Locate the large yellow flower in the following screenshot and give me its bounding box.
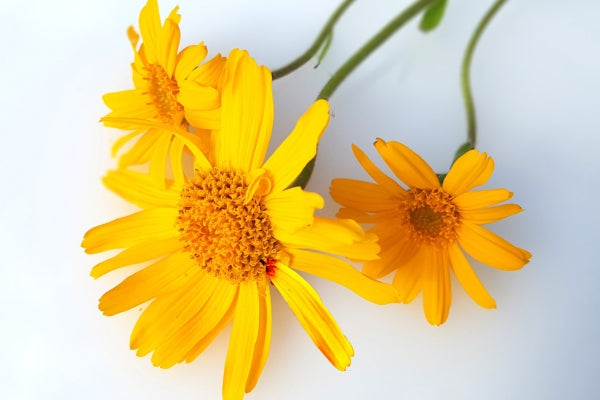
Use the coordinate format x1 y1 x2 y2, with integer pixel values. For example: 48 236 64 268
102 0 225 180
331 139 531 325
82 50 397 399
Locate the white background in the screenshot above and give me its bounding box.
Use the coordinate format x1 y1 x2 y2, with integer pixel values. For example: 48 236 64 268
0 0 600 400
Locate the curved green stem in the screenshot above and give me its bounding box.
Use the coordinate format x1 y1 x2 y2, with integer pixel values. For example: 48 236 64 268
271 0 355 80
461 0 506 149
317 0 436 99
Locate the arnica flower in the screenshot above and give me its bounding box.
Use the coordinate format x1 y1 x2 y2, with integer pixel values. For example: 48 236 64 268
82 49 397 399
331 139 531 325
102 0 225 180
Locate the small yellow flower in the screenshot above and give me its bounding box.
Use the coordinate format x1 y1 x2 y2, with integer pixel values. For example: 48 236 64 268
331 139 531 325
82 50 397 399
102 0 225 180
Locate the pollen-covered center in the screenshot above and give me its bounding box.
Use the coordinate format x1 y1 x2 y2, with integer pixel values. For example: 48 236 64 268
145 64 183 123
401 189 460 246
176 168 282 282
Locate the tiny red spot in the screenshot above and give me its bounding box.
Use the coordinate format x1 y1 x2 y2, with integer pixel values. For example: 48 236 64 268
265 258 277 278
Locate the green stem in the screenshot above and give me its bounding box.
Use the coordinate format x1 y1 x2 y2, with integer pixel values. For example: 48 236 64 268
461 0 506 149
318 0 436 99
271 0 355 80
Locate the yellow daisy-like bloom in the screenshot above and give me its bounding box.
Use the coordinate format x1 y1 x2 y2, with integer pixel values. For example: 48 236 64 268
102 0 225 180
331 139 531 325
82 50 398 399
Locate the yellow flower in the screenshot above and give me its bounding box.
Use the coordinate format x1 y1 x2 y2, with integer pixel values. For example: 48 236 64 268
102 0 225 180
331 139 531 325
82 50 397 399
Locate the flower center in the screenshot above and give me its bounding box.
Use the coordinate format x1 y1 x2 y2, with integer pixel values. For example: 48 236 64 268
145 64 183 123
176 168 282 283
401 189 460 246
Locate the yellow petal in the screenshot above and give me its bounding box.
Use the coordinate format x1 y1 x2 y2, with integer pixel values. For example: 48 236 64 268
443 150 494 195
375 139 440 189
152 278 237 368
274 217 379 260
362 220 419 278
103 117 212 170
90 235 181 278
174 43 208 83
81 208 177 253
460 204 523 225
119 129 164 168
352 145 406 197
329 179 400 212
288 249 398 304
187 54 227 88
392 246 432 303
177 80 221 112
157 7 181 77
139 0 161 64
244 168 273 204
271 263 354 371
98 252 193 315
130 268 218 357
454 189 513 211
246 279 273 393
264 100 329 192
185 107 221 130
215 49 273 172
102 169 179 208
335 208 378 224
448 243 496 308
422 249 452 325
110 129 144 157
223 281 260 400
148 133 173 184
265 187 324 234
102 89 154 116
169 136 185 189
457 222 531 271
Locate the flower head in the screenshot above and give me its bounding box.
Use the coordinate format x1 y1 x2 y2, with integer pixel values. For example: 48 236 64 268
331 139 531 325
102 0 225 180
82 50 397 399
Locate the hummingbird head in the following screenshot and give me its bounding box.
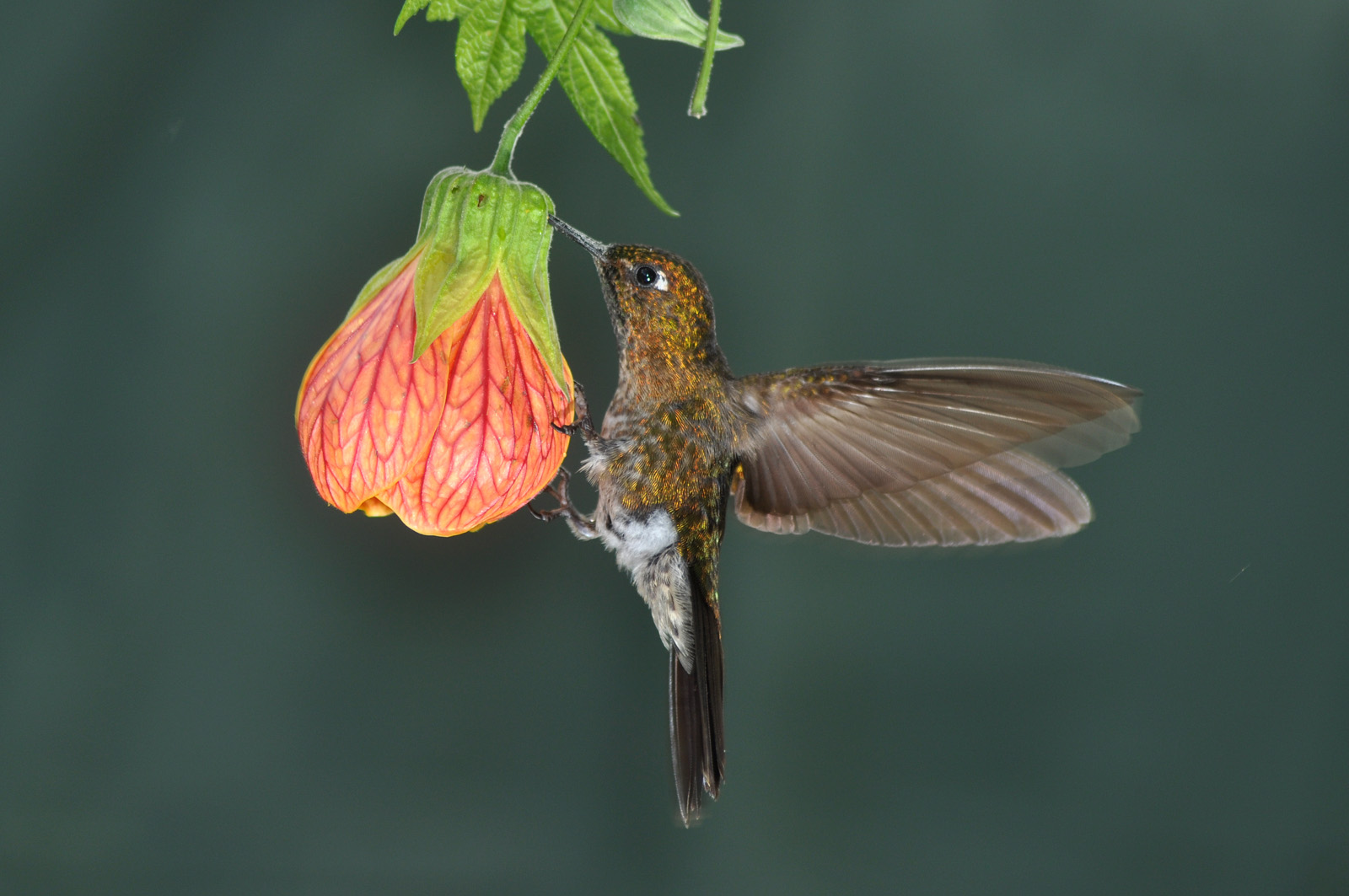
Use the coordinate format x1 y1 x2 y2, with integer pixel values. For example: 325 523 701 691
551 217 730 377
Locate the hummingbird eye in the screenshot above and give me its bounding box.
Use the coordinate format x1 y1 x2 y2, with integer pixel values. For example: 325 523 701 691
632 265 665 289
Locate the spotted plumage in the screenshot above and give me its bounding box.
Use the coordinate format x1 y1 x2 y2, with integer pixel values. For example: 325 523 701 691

+---+

Written exercise:
Render every line of the items above as a Markdown table with the columns "Row" and "Line", numbering rows sequentially, skipping blank lines, and omitting the picture placeholders.

Result of the exercise:
| Row | Line |
|---|---|
| 1 | Locate the large yellow flower in the following screenshot and give me its bounding box. |
| 2 | Use the coordinate format x1 y1 x2 y2, with integer pixel values. For example: 48 236 64 268 |
| 3 | 102 0 225 180 |
| 4 | 331 139 531 325 |
| 5 | 82 50 397 399 |
| 6 | Locate the white background in the screenshot above and give me its bounding box. |
| 7 | Use the coordinate format x1 y1 x2 y2, with integer pixel values. For example: 48 236 64 268 |
| 8 | 0 0 600 400 |
| 9 | Locate the curved green stem in the screenshot above and give me its bounding box. |
| 10 | Use the coordinate format x1 y1 x2 y2, with integer pixel values. For example: 48 236 64 268 |
| 11 | 271 0 355 80 |
| 12 | 461 0 506 149 |
| 13 | 317 0 436 99 |
| 14 | Locate the arnica flower in the screenshot above and give me its bounding box. |
| 15 | Use the coordinate format x1 y1 x2 y2, with integer pixel values. For example: 48 236 64 268 |
| 16 | 82 49 397 399 |
| 17 | 331 139 531 325 |
| 18 | 102 0 225 180 |
| 19 | Locate the small yellow flower in the screenshot above and give me its bounding box. |
| 20 | Use the coordinate format x1 y1 x2 y2, with integer pixel values. For example: 48 236 64 268 |
| 21 | 331 139 531 325 |
| 22 | 82 50 397 399 |
| 23 | 102 0 225 180 |
| 24 | Locate the pollen-covered center in the screenshot above and give me its bounding box. |
| 25 | Use the coordinate format x1 y1 x2 y2, with integer pixel values. For example: 48 236 64 268 |
| 26 | 145 64 183 123 |
| 27 | 401 189 460 246 |
| 28 | 176 168 282 282 |
| 29 | Locate the tiny red spot in the screenshot above and give me its bounding box. |
| 30 | Use the coordinate format x1 y1 x2 y2, with integer pixel values. For example: 48 236 64 268 |
| 31 | 265 258 277 278 |
| 32 | Locate the green stem in the screenshot above and give me its bounding box. |
| 33 | Use the coordinate format x1 y1 x2 y2, with integer pixel values. For example: 48 236 64 268 |
| 34 | 461 0 506 149 |
| 35 | 318 0 436 99 |
| 36 | 271 0 355 80 |
| 37 | Locate the yellow daisy-like bloom in the screenshot above and give me its bounding box. |
| 38 | Use the coordinate format x1 y1 x2 y2, with integer pixel values. For example: 48 236 64 268 |
| 39 | 102 0 225 180 |
| 40 | 331 139 531 325 |
| 41 | 82 50 398 399 |
| 42 | Locate the yellow flower in the screenshot above and give me its bounding box. |
| 43 | Use the coordinate format x1 y1 x2 y2, with integer pixel values. For example: 48 236 64 268 |
| 44 | 102 0 225 180 |
| 45 | 331 139 531 325 |
| 46 | 82 50 397 399 |
| 47 | Locate the flower center in the screenshot above and give me its bounding box. |
| 48 | Use the coordinate format x1 y1 x2 y2, with integer pixel values. For example: 48 236 64 268 |
| 49 | 145 64 183 123 |
| 50 | 176 168 282 283 |
| 51 | 401 189 460 246 |
| 52 | Locate the yellow petal in the screenshot above and give me its bounding box. |
| 53 | Use the coordinate format x1 y1 x2 y2, with integer pixel values. For example: 48 236 64 268 |
| 54 | 443 150 494 195 |
| 55 | 375 139 440 189 |
| 56 | 152 278 237 368 |
| 57 | 274 217 379 260 |
| 58 | 362 220 419 278 |
| 59 | 103 117 212 170 |
| 60 | 90 235 181 278 |
| 61 | 174 43 208 83 |
| 62 | 81 208 177 253 |
| 63 | 460 204 523 225 |
| 64 | 119 129 164 168 |
| 65 | 352 145 406 197 |
| 66 | 329 179 400 212 |
| 67 | 288 249 398 304 |
| 68 | 187 54 227 88 |
| 69 | 392 246 432 303 |
| 70 | 177 80 221 112 |
| 71 | 157 7 181 77 |
| 72 | 139 0 161 64 |
| 73 | 244 168 273 204 |
| 74 | 271 263 354 371 |
| 75 | 98 252 193 315 |
| 76 | 130 268 218 357 |
| 77 | 454 189 513 211 |
| 78 | 246 279 273 393 |
| 79 | 264 100 329 192 |
| 80 | 185 107 221 130 |
| 81 | 215 49 273 172 |
| 82 | 102 169 179 208 |
| 83 | 335 208 378 224 |
| 84 | 448 243 496 308 |
| 85 | 422 249 452 325 |
| 86 | 110 129 144 157 |
| 87 | 223 281 260 400 |
| 88 | 148 133 173 184 |
| 89 | 265 187 324 234 |
| 90 | 102 89 154 116 |
| 91 | 169 136 185 189 |
| 92 | 457 222 531 271 |
| 93 | Locate the flower head in the screenshot above and give me its bounding box. |
| 94 | Use the coordinate format x1 y1 x2 y2, with integer pixel values. For example: 48 236 64 268 |
| 95 | 331 139 531 325 |
| 96 | 102 0 225 180 |
| 97 | 82 50 397 399 |
| 98 | Locate the hummingbird head in the following screenshot and give me its bounding box. |
| 99 | Use the coordinate format x1 y1 x2 y2, with integer pixel values. For example: 325 523 701 691 |
| 100 | 551 217 730 377 |
| 101 | Locate the hummingbird eye in the screenshot above and give me its bounding box. |
| 102 | Use the coordinate format x1 y1 x2 y2, with integer pixel values. For example: 325 523 701 691 |
| 103 | 632 265 665 289 |
| 104 | Locate the spotted plumage in the screenshot above and give me its bounding box. |
| 105 | Use the coordinate format x1 y1 x2 y2, with integer pixel values. For example: 325 523 701 691 |